TEXT PASSAGE ▸
- - - - -
As far as I can see, your professor is mistaken. The code is thread-safe. The reduction clause is written correctly.

The only issue I have is with the way you initialize the random number generators.

  1. It is inefficient calling into random_device once per thread
  2. It opens up the chance of a birthday problem. There is a (very minor) chance that two threads start with the same random state because they receive the same random value.

The more efficient way to create multiple random sequences is to increment the seed by 1 per thread. A good random number generator will convert this to vastly different random values. See for example here: https://www.johndcook.com/blog/2016/01/29/random-number-generator-seed-mistakes/

Another minor issue is that you can move the reduction to the end of the parallel section. Then you can declare the for-loop as nowait to avoid one implicit openmp barrier at the end of the loop. This optimization is possible because you do not need the final sum inside the parallel section. However, this change is only an optimization. It does not change the correctness of your code.

The code would look something like this:

#include <cmath>
// using std::sqrt
#include <random>
// using std::random_device, std::mt19937, std::uniform_real_distribution
#include <iostream>
// using std::cout
#include <omp.h>
// using omp_get_thread_num


int main() {
    const double a = 0.0, b = 1.0, c = 3.0, d = 5.0;
    const int64_t N = 900000000;
    double sum = 0.0;
    std::random_device rd;
    // initial seed
    const std::random_device::result_type seed = rd();
#   pragma omp parallel reduction(+ : sum)
    {
        std::uniform_real_distribution<double> dist(0.0, 1.0);
        /*
        * We add the thread number to the seed. This is better than using multiple
        * random numbers because it avoids the birthday problem. See for example
        * https://www.johndcook.com/blog/2016/01/29/random-number-generator-seed-mistakes/
        */
        std::mt19937 gen(seed + static_cast<unsigned>(omp_get_thread_num()));
#       pragma omp for nowait
        for(int64_t i = 0; i < N; ++i) { 
            const double x = a + (b - a) * dist(gen);
            const double y = c + (d - c) * dist(gen);
            sum += std::sqrt(x + y);
        }
    }
    const double ans = sum * (b - a) * (d - c)/ N;
    std::cout << ans << '\n';
    return 0;
}

Also note how you can indent the pragmas to improve readability. Just keep the # at the start of the line.
- - - - -
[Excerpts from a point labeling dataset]
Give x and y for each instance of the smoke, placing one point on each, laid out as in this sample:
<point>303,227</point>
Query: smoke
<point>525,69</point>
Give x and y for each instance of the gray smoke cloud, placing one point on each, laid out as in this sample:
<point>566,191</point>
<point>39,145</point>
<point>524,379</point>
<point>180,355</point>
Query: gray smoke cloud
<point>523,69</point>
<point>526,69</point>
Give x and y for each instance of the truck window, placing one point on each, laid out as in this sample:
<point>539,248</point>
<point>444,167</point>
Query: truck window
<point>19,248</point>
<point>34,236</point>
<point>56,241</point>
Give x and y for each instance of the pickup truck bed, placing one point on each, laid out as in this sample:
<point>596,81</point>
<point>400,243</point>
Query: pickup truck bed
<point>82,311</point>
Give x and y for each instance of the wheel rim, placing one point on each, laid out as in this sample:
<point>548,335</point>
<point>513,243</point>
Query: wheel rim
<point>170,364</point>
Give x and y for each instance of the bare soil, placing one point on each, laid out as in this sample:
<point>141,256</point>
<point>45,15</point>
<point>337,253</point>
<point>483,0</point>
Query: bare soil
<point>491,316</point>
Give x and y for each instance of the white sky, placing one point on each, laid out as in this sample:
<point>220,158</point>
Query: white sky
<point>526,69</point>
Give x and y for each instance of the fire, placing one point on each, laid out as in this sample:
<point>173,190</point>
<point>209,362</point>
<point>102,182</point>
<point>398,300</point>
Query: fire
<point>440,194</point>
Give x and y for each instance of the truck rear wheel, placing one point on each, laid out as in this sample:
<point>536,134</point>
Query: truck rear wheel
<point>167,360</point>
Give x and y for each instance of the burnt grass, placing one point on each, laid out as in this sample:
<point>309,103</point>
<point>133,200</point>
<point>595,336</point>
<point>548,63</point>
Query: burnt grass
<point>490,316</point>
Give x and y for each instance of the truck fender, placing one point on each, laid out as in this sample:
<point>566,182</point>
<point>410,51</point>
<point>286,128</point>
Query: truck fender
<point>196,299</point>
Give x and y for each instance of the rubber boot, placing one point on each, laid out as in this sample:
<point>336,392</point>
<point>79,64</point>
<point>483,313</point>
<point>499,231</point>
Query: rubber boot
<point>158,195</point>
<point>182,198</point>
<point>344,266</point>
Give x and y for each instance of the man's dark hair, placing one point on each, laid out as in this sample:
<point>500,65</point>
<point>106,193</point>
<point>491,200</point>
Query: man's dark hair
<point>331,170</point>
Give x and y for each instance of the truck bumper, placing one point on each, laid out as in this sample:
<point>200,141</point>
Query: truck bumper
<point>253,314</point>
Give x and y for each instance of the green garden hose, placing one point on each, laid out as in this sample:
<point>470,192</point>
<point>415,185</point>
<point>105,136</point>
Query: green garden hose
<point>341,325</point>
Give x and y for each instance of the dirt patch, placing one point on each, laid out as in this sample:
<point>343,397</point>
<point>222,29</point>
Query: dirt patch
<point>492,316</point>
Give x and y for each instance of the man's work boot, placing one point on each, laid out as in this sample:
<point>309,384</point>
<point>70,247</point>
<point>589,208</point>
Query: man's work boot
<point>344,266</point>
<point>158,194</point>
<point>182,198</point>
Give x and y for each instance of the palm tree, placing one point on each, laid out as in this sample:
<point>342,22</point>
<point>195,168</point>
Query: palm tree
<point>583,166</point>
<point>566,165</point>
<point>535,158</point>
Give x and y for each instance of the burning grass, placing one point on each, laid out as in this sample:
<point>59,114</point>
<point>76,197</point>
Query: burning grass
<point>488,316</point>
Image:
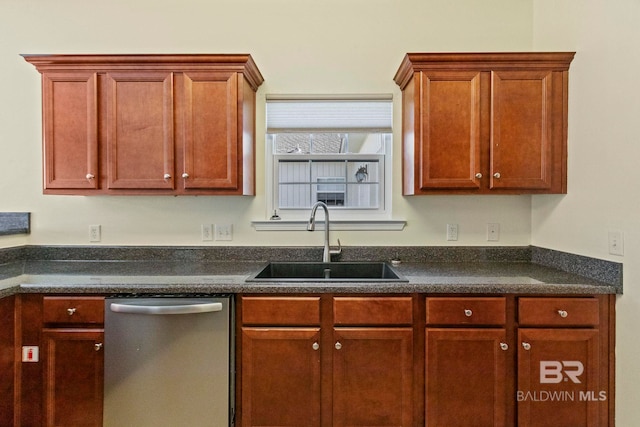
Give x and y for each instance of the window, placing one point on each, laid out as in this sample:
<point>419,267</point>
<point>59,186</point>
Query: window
<point>336,150</point>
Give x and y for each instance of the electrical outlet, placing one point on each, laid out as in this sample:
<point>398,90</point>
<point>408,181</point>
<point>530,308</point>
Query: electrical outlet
<point>94,233</point>
<point>493,232</point>
<point>452,231</point>
<point>207,232</point>
<point>224,232</point>
<point>616,243</point>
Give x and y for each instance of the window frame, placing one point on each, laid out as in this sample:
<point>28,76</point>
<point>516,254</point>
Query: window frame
<point>379,218</point>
- - - - -
REQUESTS ▸
**A.** What does the forum answer give as the more efficient way to create multiple random sequences?
**B.** Please return the rows without changes, starting at the line that contains "Give x and y for each instance of the electrical" and ending at the line that contains "<point>616,243</point>".

ANSWER LIST ▸
**A.** Increment the seed by 1 per thread.

**B.**
Give x and y for each instance of the electrical outlet, placing one point on each, laid out as in this sample:
<point>398,90</point>
<point>408,181</point>
<point>530,308</point>
Query: electrical outlet
<point>94,233</point>
<point>493,232</point>
<point>452,231</point>
<point>207,232</point>
<point>224,232</point>
<point>616,243</point>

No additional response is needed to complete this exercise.